请把下面的全部记录转成两列的CSV，每条记录占一行，列名用“输入”和“输出”：“输入”放记录的文字，“输出”放对应的答案，两项各放进一个带引号的字段，里面的换行都改成空格。结果里不要包含图片。
━━━━━ 提供的材料
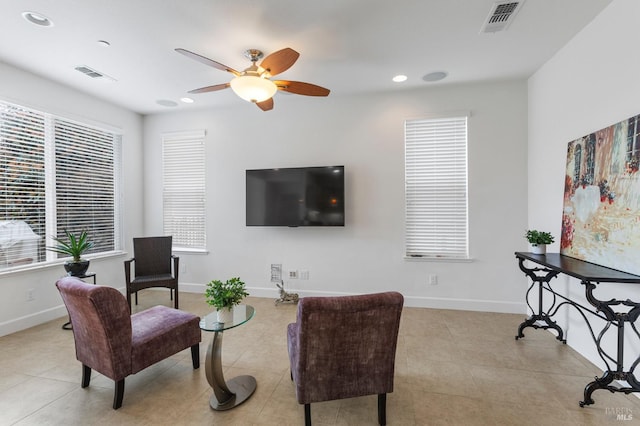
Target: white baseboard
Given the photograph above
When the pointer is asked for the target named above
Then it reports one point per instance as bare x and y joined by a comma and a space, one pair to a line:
36, 318
410, 301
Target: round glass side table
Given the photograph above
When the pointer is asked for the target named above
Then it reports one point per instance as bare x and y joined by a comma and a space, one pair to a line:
231, 393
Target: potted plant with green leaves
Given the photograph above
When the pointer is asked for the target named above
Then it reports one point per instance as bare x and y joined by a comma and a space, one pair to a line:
224, 296
73, 246
538, 240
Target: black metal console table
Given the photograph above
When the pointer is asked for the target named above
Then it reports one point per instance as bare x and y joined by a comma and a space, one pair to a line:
589, 274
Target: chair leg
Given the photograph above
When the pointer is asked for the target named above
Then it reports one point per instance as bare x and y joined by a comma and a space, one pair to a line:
118, 394
307, 414
195, 356
129, 299
382, 409
86, 376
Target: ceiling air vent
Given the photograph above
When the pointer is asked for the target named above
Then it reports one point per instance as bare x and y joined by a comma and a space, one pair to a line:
88, 71
501, 15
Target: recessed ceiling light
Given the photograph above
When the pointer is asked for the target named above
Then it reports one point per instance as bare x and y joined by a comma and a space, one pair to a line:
435, 76
37, 19
166, 102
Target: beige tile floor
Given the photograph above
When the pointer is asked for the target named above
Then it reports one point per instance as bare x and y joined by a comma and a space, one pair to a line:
452, 368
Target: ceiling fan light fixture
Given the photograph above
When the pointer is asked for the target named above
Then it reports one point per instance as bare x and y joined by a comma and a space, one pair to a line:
252, 88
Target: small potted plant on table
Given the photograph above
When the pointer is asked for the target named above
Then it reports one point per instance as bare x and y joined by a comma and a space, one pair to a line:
539, 240
73, 246
224, 296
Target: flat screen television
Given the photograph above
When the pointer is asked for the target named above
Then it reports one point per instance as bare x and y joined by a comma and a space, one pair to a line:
301, 196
━━━━━━━━━━
回答 ::
输入,输出
"Target: white baseboard Given the photograph above When the pointer is asked for the target named above Then it reports one point per instance as bare x and y joined by a comma and a space, one pair to a line:","36, 318 410, 301"
"Target: round glass side table Given the photograph above When the pointer is asked for the target named above Then it reports one point per instance as bare x and y joined by a comma and a space, one pair to a line:","231, 393"
"Target: potted plant with green leaves Given the photograph above When the pointer is asked for the target named above Then it reports one point per instance as bare x and y joined by a comma and a space, one pair to a line:","224, 296 73, 246 538, 240"
"Target: black metal console table Given the photograph above When the pointer is asked for the target named above Then it reports one point per instance as bare x and y joined by a comma and a space, one pair to a line:","589, 274"
"Target: chair leg Given the photograph above When the pointer is asked for the target named above Then it reports one point per instance as bare x and y joined by a comma and a space, one pair to a line:","118, 394 307, 414 195, 356 129, 299 382, 409 86, 376"
"Target: ceiling air vent Given the photograph above When the pointer is asked for the target named above Then it reports one point per instance as bare x and y joined by a comma and a space, one pair to a line:","88, 71 501, 15"
"Target: recessed ceiling light Given the photograph above When the pointer is asked for the target named above Then it reports one point per instance as bare x and y joined by a comma and a space, one pair to a line:","435, 76 37, 19 166, 102"
"Target: beige tile floor Given the photograph above When the pointer is asked for the target named above Then it reports one point per instance as bare x and y joined by a comma and a space, one pair to a line:","452, 368"
"Target: ceiling fan light fixture Given the photograph above When the pointer is asked for the target named above Then it reports one point per instance as bare x and y joined by a comma and a space, one pair to a line:","252, 88"
"Target: small potted plant on table Given the photograph above When the pointer is asked for the target named above Then it reports one point per instance as bare x and y joined by a comma and a space, one pair to a line:","539, 240 73, 246 224, 296"
"Target: flat screen television Given the photograph above When the pointer is asked for the target named above Then it reports one point per instance as bare x and y joined by a comma and a space, one pair to a line:","301, 196"